***** 文章段落 *****

作文中心散文

那些童年的回憶散文

本文已影響 3.86W人 

中年之後,記憶力開始衰退,身邊的事擱爪就忘,童年的往事卻像壓在箱底的衣服,雖舊猶新,就連一些平常的像一日三餐一樣的小事,如今也歷歷在目,清晰得就像昨天剛發生一樣。並且,好多的童年往事都與吃有關。也難怪,我們那個時代,物資還比較匱乏,吃的問題是大問題。

那些童年的回憶散文

  一、最遺憾的事

那是上世紀七十年代,當時我也就是八九歲左右,從沒單獨出過遠門。記憶中最早的一次遠門,是跟爺爺到鎮上趕集,當時給我買了一個小火燒(其實那時候叫它火子),很厚,烤得焦黃,聞起來很香,吃起來挺硬,也許是不捨得吃的緣故,半天也不見折耗。再有個記憶就是和小夥伴去附近的部隊營房玩,看到當兵的正在吃飯,那飯菜的香味飄得很遠,我們或蹲或坐,離他們十來米的地方,看着他們吃飯,饞得不得了,羨慕得不得了,發誓長大以後一定去當兵。

而這一次出遠門,由於自己的年幼無知、經驗不足,直接導致我至今也念念不忘,想起來還直流口水。

***** 資料 *****

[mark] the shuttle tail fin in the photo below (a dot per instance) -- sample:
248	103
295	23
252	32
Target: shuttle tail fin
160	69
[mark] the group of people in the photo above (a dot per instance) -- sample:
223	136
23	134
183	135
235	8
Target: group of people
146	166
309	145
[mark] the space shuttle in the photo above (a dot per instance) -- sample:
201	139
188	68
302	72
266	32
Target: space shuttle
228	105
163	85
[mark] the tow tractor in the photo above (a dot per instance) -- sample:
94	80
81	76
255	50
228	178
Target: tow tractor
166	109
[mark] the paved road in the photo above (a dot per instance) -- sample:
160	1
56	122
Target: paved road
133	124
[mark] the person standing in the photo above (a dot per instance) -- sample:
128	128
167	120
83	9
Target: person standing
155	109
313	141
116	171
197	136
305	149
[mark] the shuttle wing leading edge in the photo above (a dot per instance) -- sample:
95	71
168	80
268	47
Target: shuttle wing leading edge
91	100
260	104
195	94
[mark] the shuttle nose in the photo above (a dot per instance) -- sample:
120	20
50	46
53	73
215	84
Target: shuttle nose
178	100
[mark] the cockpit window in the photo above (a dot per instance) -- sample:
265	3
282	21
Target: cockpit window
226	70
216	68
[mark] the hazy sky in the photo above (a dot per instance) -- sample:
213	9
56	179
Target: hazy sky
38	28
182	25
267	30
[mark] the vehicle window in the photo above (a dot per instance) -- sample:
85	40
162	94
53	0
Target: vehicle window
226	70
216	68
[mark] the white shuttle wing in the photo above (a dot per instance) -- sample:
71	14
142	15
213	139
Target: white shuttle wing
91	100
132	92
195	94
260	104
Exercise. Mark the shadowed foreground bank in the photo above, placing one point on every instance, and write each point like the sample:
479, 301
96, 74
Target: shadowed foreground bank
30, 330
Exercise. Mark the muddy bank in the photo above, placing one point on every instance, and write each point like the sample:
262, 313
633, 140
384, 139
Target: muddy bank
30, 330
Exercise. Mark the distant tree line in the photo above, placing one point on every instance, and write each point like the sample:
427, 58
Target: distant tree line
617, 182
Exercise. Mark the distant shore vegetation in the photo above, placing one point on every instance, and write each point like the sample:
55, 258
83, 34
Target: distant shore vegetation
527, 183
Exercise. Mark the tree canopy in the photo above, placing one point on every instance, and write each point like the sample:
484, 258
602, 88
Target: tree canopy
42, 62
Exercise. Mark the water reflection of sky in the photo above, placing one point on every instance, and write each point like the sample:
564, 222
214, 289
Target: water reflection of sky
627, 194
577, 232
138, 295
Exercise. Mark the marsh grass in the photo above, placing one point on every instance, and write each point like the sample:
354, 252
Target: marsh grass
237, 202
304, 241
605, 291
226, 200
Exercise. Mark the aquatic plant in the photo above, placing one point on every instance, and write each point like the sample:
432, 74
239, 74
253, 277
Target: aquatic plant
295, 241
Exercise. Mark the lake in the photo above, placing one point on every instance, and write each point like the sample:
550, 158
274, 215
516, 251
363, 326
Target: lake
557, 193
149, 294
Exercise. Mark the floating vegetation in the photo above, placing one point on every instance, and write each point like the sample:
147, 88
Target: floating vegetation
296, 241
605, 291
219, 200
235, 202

*****

> **待解問題**
[1] 根據這篇童年回憶散文回答下列問題,答案照題號標註。
(a) 作者說中年之後,哪一類往事反而記得很清楚?
(b) 跟爺爺到鎮上趕集時,作者得到了什麼吃的?
(c) 在部隊營房看當兵的吃飯後,作者發了什麼誓?
[2] 請接續這篇童年回憶散文,從最後一句之後寫下去。

> **參考答案**
[1]
(a) 童年的往事。
(b) 一個小火燒,當時叫它火子。
(c) 長大以後一定去當兵。

[2]
一個星期天,正逢大集,我和本家一個同歲哥哥趁家人不在家偷偷溜了出來,跑到村西公路上,跟着趕集的人羣大搖大擺地逛大集去。真的是去逛,因爲我們口袋裏也沒有一分錢。當時本家哥哥穿了一雙新買的解放鞋,裏面穿着尼龍襪子,恐怕走路多磨壞襪子,還撿了一張紙墊在鞋裏,我穿的是娘給縫的襪子和鞋子,不怕磨,只不過沒他那麼神氣。我們邊走邊玩,來到集上,東看看西瞧瞧,好玩得很。兩個小孩在人流中鑽來鑽去,轉眼間便走散了,當時也沒感覺特別害怕,就是有點餓,不知怎麼辦,只有隨着人流四處瞎撞。幸虧爸爸下班後趕集遇見了我,也沒怎麼責怪我,好像還很支持似的,詢問了幾句,問的啥忘記了,只記得給了我兩毛錢,讓我買點吃的,就扔下我一個人走了。現在想來我爸爸還很懂教育規律的,他好像是在故意鍛鍊我。

有了兩毛錢,也顧不得逛大集了,趕緊找吃的。在十字街一側,看見大人們圍成一堆爭先恐後地搶買着什麼,沒有仔細觀察,便順着人縫鑽進去,原來是賣饅頭的。一簸箕饅頭四四方方的,白白的、冒着熱氣、香噴噴,大夥都在買,賣饅頭的老頭忙得不可開交,兩毛錢一個。嘿,我正好有兩毛錢,肚子餓得確實不能再靠了,就急忙遞上僅有的兩毛錢,接過白麪饅頭又擠了出來。手裏拿着這鬆鬆軟軟的白麪饅頭,儘管餓得不行了,也不捨得大口大口地吞,只是撕一點點皮,放到嘴裏,頓時滿口生津。比火燒好吃多了!饅頭做得蓬蓬的,撕下一塊,一片一片的,可能是揉得活水到家了。把整個饅頭塞到口袋裏,一點一點慢慢吃,邊走邊吃邊玩。就這樣,還沒到家,一個饅頭也吃得渣都不剩。

回到家,爸爸也早到家了。正在幹活,他問我買什麼吃的了,我自豪地說,買了一個饅頭。爸爸說,哎呀!你怎麼不買油條吃呢,能買三兩多油條啊!我一聽,恍然大悟,雖然不知道油條多少錢一斤,也不知道三兩油條到底有多少,也不知道三兩油條能不能吃飽,但是油條相對於饅頭來說,畢竟吃的機會更少,在當時也算是高級的食品了,回味回味曾經吃過油條的感覺,心裏那個遺憾啊!直埋怨自己太笨,辦事不多長個心眼!饅頭比火燒好吃,油條比饅頭更好吃!哎!遺憾啊!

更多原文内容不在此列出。